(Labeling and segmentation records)
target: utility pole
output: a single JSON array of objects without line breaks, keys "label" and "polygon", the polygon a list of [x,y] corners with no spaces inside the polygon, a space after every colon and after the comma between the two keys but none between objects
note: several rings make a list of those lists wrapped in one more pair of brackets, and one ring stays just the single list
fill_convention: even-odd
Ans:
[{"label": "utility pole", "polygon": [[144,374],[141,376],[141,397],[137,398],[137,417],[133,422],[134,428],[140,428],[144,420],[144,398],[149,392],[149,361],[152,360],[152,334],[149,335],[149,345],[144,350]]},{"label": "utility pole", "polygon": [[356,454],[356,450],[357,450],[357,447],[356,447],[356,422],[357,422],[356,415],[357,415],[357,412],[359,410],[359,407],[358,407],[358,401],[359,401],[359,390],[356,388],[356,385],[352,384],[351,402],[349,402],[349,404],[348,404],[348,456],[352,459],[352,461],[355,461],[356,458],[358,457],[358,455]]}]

→ Your goal
Reproduce the rows above, substituting "category" for "target" and leaving everything else unchanged.

→ Solved exercise
category: utility pole
output: a single JSON array of objects without line breaks, keys "label" and "polygon", the polygon a list of [x,y] corners with no spaces inside the polygon, a space after every colon and after the comma between the two keys but none between objects
note: several rings make a list of those lists wrapped in one more pair of brackets, and one ring stays just the single list
fill_convention: even-odd
Ans:
[{"label": "utility pole", "polygon": [[144,374],[141,376],[141,397],[137,398],[137,417],[133,422],[134,428],[140,428],[144,420],[144,398],[149,392],[149,361],[152,360],[152,334],[149,335],[149,345],[144,350]]},{"label": "utility pole", "polygon": [[356,454],[356,450],[357,450],[357,447],[356,447],[356,422],[357,422],[356,415],[357,415],[357,412],[359,410],[359,407],[358,407],[358,401],[359,401],[359,390],[356,388],[356,385],[352,384],[351,402],[349,402],[349,404],[348,404],[348,456],[352,459],[352,461],[355,461],[356,458],[358,457],[358,455]]}]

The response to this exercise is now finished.